WORK REQUEST
Find the line that contains "Could you please identify the blue napkin". Output it and every line after it to the end of the records, exactly as they appear.

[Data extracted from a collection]
---------------
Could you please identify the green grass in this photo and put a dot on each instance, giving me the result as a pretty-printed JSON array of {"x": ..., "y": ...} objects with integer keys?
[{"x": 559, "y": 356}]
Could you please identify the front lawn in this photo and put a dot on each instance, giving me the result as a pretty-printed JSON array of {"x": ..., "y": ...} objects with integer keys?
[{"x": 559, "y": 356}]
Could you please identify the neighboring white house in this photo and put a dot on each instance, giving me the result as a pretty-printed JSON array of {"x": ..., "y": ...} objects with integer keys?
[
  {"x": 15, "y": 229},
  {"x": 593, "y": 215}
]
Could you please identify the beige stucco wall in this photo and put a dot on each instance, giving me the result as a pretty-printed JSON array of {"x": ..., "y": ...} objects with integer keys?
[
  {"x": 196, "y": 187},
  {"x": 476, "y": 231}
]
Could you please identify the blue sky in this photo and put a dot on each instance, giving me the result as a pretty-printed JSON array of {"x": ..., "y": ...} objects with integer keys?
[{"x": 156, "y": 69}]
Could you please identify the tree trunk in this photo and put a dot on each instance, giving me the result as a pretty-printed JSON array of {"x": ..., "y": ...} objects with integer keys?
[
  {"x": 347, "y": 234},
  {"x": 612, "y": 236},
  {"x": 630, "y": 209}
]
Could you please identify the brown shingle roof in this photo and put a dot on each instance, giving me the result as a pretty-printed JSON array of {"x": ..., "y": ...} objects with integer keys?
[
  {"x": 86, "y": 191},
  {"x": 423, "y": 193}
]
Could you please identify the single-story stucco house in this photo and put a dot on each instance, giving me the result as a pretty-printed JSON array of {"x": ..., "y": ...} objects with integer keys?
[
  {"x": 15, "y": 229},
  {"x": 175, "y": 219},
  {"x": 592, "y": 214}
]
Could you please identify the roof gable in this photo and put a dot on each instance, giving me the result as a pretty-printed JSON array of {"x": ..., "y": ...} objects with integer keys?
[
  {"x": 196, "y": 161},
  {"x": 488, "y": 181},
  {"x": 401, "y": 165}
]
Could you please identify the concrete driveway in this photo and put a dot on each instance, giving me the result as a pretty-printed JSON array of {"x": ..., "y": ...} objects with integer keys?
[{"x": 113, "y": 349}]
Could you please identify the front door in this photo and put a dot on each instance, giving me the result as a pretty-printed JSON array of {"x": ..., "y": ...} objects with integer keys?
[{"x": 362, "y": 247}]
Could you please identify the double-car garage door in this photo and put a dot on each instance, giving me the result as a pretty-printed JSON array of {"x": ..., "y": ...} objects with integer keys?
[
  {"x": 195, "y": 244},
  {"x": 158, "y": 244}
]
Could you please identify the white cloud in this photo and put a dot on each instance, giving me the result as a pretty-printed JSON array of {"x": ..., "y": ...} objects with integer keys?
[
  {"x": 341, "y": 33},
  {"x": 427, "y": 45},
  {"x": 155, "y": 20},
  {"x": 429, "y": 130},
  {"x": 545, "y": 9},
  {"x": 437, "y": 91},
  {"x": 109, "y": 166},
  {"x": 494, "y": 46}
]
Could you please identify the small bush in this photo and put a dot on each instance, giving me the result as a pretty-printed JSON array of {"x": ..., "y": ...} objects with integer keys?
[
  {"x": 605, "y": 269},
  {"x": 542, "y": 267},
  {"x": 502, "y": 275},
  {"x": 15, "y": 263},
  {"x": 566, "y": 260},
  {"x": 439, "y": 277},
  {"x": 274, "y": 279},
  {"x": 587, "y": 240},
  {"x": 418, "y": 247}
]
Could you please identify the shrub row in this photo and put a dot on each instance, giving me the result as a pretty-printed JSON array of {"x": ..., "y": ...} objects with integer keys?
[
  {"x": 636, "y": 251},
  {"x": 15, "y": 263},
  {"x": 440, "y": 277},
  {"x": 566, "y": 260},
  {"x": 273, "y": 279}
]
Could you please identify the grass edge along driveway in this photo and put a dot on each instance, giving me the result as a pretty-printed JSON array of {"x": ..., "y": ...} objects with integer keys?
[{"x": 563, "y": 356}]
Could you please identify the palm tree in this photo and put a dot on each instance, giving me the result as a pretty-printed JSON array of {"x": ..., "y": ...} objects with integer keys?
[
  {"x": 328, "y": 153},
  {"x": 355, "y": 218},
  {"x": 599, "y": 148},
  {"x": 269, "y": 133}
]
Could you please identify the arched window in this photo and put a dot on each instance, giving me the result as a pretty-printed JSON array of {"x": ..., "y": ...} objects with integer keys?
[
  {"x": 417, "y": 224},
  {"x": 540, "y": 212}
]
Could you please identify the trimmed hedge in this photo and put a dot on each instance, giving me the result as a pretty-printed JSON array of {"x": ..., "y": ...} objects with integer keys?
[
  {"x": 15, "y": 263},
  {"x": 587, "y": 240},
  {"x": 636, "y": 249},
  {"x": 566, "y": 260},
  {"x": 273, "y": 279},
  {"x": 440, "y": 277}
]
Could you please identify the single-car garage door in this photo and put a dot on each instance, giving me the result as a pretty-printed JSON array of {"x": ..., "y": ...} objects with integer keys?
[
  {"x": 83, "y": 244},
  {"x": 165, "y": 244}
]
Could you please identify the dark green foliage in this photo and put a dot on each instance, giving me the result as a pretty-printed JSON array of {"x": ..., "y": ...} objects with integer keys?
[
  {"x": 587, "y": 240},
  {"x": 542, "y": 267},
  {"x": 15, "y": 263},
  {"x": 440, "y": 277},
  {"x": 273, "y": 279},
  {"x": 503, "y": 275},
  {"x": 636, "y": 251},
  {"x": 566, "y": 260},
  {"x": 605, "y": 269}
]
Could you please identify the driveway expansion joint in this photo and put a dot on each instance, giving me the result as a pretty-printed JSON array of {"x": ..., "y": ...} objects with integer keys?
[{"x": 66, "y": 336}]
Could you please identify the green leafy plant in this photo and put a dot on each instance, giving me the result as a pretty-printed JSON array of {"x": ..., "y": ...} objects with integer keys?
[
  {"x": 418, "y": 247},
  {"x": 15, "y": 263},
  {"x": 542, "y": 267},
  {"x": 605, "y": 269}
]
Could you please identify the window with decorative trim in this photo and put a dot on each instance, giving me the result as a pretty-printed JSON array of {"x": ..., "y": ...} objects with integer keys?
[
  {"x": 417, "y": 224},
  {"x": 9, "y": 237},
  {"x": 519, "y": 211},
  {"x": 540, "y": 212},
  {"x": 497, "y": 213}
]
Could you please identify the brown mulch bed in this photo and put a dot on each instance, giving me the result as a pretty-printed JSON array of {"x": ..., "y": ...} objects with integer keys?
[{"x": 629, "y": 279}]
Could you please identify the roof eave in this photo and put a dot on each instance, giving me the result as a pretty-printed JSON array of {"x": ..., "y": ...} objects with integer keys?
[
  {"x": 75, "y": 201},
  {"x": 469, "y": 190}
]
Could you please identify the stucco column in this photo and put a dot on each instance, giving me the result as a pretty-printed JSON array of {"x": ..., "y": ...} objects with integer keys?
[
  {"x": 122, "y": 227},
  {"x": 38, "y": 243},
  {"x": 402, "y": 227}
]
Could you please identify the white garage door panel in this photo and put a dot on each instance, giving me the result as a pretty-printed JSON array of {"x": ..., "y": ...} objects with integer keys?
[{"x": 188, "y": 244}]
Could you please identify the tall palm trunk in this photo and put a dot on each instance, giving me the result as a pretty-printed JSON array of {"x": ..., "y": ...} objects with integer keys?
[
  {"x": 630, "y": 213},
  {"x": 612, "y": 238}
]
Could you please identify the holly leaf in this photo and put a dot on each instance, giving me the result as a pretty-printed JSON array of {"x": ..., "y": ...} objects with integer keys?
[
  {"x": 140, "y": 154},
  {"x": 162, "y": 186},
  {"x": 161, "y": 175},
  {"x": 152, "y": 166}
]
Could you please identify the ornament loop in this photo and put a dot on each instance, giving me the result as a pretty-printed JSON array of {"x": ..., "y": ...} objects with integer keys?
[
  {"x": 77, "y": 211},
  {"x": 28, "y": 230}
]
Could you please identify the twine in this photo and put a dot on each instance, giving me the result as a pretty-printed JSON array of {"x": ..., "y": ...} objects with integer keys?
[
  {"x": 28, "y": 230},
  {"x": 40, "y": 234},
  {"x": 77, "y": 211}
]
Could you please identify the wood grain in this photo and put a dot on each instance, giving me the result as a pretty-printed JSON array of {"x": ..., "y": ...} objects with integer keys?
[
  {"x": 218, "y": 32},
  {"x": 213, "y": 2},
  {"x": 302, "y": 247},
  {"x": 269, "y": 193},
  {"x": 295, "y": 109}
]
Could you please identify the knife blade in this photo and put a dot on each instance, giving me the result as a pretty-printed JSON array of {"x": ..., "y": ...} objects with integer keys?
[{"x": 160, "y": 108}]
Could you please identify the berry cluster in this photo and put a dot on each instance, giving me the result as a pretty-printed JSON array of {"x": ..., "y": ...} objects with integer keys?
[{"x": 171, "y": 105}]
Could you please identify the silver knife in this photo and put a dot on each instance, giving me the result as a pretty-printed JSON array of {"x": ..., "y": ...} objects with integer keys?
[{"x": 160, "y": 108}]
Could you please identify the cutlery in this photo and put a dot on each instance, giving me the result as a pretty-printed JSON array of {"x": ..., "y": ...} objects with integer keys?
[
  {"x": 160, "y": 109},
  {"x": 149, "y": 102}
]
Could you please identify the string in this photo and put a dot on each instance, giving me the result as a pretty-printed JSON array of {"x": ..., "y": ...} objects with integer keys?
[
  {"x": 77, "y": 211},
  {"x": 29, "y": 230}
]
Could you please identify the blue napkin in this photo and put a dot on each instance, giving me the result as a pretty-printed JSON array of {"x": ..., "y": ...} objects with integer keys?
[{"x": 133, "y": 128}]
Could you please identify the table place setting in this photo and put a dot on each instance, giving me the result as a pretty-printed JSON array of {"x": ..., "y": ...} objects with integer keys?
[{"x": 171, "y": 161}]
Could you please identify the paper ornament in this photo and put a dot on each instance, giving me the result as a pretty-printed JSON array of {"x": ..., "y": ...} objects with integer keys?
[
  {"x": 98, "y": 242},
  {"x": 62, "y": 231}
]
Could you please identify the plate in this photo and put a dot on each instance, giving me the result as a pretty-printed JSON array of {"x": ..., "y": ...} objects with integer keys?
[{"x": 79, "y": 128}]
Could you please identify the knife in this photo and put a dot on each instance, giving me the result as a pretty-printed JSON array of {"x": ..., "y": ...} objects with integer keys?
---------------
REPLY TO THE EXERCISE
Could you please identify the blue napkin in this photo and put a dot on each instance, giving me the result as a pretty-printed JSON array of {"x": ..., "y": ...} objects with integer keys?
[{"x": 133, "y": 128}]
Could you please identify the table place setting in this photo and put a dot on each instance, giving me the result as a pretty-printed JSON array of {"x": ..., "y": ...} objects with integer keys?
[{"x": 171, "y": 161}]
Could you please identify the paper ornament in this photo and put a dot on each instance, giving me the result as a pretty-printed JSON array of {"x": ..., "y": ...} objects with integer keys?
[
  {"x": 98, "y": 242},
  {"x": 62, "y": 231}
]
Could you please identify the plate in this photo and put a dot on each instance, giving me the result as a pretty-printed JSON array of {"x": ..., "y": ...} objects with integer keys?
[{"x": 79, "y": 128}]
Could you please identify the knife in this photo and put a dot on each instance, giving me the result as a pretty-printed JSON array of {"x": ..., "y": ...} objects with integer keys?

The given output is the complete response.